Objective:
Starting at the top of the records and ending with the line that contains "[[106, 118], [229, 27]]", swap "pixel coordinates" for "image coordinates" and keep everything else unchanged. Omit the pictures.

Records for this exercise:
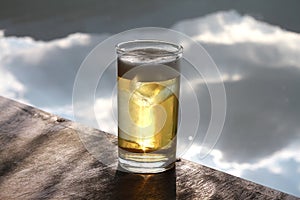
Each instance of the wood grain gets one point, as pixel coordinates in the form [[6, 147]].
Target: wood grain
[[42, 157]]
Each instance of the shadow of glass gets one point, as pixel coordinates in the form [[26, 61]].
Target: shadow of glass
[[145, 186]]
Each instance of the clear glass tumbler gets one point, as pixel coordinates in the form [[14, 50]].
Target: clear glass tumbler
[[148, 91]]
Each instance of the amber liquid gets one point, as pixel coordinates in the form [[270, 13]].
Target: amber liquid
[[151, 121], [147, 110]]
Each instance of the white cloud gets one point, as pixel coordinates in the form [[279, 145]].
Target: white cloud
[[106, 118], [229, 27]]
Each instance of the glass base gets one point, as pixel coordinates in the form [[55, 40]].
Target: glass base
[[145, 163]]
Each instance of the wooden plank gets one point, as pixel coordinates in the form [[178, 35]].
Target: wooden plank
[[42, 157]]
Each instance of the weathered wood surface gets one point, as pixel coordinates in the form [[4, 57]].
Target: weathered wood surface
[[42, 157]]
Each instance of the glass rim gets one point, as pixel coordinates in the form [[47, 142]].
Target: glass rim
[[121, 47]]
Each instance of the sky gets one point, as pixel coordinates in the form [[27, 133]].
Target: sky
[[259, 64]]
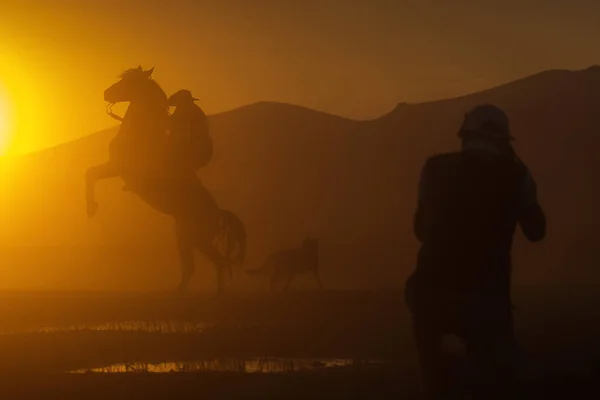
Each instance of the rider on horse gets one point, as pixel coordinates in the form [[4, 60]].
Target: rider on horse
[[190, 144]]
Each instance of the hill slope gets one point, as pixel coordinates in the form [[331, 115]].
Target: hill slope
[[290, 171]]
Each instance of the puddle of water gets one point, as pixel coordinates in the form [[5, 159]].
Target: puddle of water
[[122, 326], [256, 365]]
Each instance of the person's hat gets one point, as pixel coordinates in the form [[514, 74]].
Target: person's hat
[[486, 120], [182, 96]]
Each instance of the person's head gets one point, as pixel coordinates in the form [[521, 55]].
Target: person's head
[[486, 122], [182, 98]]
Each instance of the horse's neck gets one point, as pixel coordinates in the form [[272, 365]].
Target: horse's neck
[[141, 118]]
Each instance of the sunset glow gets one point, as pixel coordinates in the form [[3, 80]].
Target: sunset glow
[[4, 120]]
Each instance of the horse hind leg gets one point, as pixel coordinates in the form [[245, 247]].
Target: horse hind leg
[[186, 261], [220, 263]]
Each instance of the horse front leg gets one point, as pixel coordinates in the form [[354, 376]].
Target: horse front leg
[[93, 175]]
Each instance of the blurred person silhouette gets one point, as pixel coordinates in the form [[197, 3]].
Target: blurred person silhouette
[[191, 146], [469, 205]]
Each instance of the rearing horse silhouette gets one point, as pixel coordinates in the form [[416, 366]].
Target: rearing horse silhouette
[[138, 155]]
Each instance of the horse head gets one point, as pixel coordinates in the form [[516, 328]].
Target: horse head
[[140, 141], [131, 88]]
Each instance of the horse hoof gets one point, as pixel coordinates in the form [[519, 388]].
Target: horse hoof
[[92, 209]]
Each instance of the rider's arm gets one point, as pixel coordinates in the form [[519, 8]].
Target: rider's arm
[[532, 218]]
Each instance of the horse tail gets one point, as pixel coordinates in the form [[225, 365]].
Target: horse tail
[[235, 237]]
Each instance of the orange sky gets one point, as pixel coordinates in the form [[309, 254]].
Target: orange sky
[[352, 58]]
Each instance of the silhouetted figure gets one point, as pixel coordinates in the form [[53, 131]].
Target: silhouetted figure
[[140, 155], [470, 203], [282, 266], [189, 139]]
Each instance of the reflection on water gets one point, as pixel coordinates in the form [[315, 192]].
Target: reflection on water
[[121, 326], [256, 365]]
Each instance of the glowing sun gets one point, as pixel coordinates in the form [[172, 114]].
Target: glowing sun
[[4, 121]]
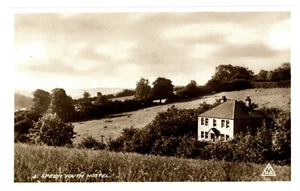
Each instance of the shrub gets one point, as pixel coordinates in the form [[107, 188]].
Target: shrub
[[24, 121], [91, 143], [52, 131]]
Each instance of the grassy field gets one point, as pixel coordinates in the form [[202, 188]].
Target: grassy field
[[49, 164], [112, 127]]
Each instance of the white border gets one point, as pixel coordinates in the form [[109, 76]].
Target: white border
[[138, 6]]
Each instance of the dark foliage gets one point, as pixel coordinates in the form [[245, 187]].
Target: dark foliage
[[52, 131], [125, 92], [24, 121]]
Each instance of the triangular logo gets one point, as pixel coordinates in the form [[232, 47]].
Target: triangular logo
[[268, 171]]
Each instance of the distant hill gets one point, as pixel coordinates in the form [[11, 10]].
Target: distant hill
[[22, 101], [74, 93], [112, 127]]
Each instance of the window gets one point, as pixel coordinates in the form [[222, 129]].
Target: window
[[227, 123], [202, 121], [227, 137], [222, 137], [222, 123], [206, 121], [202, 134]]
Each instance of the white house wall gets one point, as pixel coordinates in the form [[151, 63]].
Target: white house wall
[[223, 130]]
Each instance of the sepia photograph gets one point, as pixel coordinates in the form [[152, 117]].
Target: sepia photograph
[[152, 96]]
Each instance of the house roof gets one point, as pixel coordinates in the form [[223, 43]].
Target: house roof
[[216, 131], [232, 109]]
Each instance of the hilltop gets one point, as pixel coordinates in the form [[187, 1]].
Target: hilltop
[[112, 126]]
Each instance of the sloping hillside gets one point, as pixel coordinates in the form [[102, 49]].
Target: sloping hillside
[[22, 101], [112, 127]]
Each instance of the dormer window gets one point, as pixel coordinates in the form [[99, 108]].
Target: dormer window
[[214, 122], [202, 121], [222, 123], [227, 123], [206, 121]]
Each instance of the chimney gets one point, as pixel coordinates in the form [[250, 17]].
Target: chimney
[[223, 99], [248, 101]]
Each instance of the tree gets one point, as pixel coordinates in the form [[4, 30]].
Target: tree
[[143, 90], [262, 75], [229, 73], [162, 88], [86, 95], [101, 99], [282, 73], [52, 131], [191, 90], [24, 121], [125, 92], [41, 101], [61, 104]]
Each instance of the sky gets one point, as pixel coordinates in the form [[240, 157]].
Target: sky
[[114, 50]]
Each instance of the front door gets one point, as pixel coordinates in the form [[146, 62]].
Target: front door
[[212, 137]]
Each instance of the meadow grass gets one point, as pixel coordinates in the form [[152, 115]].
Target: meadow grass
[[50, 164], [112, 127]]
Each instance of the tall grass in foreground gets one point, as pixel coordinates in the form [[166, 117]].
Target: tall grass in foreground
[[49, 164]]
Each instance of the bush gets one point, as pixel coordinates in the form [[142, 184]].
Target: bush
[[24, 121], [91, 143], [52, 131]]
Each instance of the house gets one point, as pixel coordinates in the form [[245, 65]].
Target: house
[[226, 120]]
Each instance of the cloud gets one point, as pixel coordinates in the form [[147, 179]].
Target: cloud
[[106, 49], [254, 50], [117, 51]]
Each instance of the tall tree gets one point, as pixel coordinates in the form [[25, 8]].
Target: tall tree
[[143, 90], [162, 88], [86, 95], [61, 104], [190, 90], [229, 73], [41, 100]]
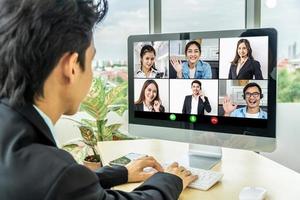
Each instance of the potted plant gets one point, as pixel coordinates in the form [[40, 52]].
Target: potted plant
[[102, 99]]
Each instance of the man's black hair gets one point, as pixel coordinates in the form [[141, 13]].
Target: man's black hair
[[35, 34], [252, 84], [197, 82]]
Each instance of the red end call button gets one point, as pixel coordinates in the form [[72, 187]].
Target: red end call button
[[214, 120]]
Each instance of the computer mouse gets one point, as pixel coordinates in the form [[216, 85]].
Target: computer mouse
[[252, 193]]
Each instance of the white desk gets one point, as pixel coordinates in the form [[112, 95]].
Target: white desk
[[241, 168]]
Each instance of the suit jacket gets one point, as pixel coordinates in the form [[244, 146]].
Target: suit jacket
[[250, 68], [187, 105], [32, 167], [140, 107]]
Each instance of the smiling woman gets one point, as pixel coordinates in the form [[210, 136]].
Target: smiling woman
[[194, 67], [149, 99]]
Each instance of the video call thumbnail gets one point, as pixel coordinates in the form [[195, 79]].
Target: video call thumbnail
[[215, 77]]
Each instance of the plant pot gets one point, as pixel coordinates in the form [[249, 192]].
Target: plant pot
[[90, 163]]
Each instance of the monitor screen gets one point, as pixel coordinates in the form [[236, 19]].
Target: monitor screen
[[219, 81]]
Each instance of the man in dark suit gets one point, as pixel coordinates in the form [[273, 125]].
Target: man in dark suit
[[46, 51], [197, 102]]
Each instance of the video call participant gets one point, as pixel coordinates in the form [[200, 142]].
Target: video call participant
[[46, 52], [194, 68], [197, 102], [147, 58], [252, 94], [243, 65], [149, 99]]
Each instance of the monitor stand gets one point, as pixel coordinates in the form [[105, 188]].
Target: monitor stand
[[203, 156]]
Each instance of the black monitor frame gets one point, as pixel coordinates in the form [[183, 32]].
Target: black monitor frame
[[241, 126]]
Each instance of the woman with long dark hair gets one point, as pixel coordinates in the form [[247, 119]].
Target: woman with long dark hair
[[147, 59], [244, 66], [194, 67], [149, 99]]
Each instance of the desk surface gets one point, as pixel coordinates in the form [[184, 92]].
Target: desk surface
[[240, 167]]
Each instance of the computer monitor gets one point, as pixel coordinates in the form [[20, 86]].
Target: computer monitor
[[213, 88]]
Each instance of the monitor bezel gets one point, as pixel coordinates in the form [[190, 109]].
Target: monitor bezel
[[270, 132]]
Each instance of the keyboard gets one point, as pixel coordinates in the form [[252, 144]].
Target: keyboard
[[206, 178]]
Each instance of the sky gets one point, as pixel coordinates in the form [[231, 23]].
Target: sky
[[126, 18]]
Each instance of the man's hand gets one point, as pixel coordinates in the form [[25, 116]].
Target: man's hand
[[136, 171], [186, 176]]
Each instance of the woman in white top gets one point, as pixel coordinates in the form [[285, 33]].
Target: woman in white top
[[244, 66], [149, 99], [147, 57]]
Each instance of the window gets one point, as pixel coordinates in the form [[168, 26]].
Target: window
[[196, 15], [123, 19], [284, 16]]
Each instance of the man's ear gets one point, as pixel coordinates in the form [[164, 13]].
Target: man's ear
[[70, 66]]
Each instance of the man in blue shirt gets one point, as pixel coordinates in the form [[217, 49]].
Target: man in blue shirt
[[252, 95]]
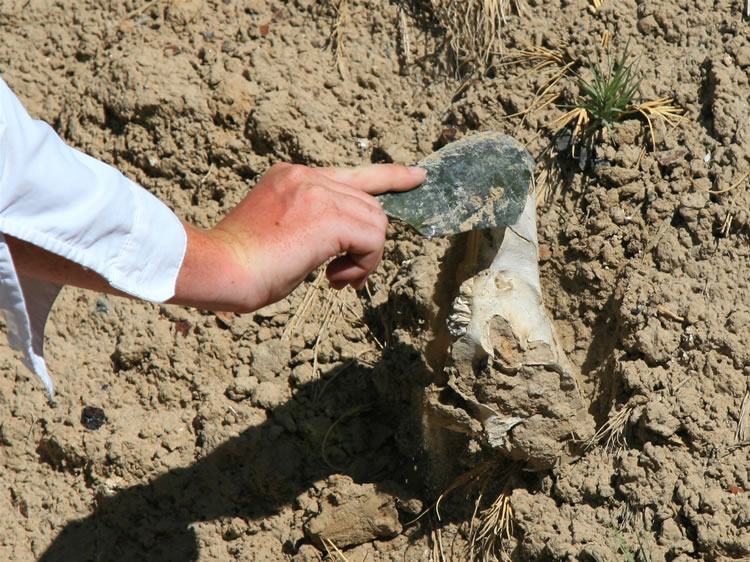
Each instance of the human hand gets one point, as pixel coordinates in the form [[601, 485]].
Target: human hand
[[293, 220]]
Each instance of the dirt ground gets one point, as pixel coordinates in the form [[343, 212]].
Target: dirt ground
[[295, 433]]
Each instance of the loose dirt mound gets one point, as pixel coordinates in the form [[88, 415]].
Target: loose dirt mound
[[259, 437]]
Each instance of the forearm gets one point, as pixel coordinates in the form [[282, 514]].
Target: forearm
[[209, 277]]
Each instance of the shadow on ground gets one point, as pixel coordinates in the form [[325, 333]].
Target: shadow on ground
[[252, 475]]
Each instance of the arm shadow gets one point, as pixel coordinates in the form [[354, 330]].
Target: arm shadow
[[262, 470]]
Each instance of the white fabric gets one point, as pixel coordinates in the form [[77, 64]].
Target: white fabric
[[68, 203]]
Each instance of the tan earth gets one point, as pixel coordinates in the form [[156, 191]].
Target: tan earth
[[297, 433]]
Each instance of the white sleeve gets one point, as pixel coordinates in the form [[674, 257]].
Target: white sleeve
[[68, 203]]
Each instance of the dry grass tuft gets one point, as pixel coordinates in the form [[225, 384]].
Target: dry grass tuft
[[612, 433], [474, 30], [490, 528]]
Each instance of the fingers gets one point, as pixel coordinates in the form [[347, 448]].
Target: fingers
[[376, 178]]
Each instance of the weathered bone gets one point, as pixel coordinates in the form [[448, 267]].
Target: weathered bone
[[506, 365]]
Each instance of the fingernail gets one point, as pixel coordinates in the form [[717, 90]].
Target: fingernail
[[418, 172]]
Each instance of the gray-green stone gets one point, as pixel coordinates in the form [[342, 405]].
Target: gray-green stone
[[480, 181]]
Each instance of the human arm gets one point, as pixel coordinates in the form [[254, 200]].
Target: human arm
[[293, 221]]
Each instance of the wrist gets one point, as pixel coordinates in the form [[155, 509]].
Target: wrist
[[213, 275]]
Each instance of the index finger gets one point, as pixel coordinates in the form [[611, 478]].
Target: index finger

Output of the exercise:
Each instance of the wood grain gets one point, as image coordinates in the form [[6, 147]].
Target: wood grain
[[42, 157]]
Each instance of the shadow of glass gets one point, as image coordinates in the form [[26, 61]].
Target: shadow of glass
[[145, 186]]
Each instance of the clear glass tumbler gets one point, as image coordinates in the form [[14, 50]].
Target: clear glass tumbler
[[148, 91]]
Each instance of the amber liquid gets one point, as image coordinates in the form [[270, 13]].
Target: amber liquid
[[151, 121], [147, 110]]
Each instance of the white cloud gets one point, as image coordinates in the form [[279, 145]].
Target: white cloud
[[106, 118], [229, 27]]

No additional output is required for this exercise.